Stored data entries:
----

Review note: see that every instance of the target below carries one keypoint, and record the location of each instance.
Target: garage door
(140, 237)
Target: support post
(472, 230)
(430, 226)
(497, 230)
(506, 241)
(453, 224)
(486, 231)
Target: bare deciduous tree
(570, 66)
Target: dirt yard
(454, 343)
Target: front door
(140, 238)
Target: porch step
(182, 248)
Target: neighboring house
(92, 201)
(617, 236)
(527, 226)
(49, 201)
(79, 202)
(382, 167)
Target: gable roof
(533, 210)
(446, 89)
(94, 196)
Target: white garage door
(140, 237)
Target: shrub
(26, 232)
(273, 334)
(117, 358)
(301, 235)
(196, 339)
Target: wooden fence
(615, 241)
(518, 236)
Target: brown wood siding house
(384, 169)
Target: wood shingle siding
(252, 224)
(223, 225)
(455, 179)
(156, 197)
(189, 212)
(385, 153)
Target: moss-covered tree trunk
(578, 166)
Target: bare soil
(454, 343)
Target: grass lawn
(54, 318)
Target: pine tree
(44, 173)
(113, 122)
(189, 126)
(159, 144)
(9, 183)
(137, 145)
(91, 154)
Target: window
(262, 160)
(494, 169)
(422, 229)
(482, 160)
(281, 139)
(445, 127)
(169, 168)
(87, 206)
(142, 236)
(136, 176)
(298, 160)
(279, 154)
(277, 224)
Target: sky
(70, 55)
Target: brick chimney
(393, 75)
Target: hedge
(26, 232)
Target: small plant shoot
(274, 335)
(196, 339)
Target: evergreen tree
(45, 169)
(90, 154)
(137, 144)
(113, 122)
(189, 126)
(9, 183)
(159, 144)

----

EXERCISE DETAILS |
Restate the data word for word.

WRITTEN REPLY |
Review note: see that every instance of the target below carries one keypoint, and record the location of each instance.
Target: garage door
(140, 237)
Target: support post
(472, 230)
(430, 226)
(497, 230)
(506, 241)
(453, 224)
(486, 231)
Target: bare deciduous tree
(570, 66)
Target: dirt yard
(454, 343)
Target: front door
(140, 238)
Target: porch step
(182, 248)
Target: neighboring house
(92, 201)
(617, 236)
(527, 226)
(49, 201)
(79, 202)
(382, 167)
Target: gable roof
(533, 210)
(446, 89)
(94, 196)
Target: white garage door
(140, 237)
Target: shrub
(26, 232)
(273, 334)
(117, 358)
(301, 235)
(196, 339)
Target: wooden fence
(615, 241)
(518, 236)
Target: brown wood siding house
(384, 169)
Target: wood shingle siding
(252, 224)
(223, 225)
(455, 179)
(156, 197)
(189, 212)
(385, 153)
Target: moss-covered tree trunk
(578, 166)
Target: bare soil
(454, 343)
Target: grass lawn
(54, 318)
Target: pine tree
(44, 173)
(113, 122)
(189, 126)
(159, 144)
(9, 183)
(137, 145)
(91, 154)
Target: window
(262, 160)
(494, 169)
(422, 229)
(482, 160)
(281, 139)
(445, 127)
(169, 168)
(87, 206)
(142, 236)
(136, 176)
(298, 160)
(279, 154)
(277, 224)
Target: sky
(70, 55)
Target: brick chimney
(393, 75)
Target: hedge
(26, 232)
Target: small plant shoot
(274, 335)
(196, 339)
Target: evergreen tree
(45, 169)
(90, 154)
(137, 144)
(113, 122)
(189, 126)
(9, 183)
(159, 144)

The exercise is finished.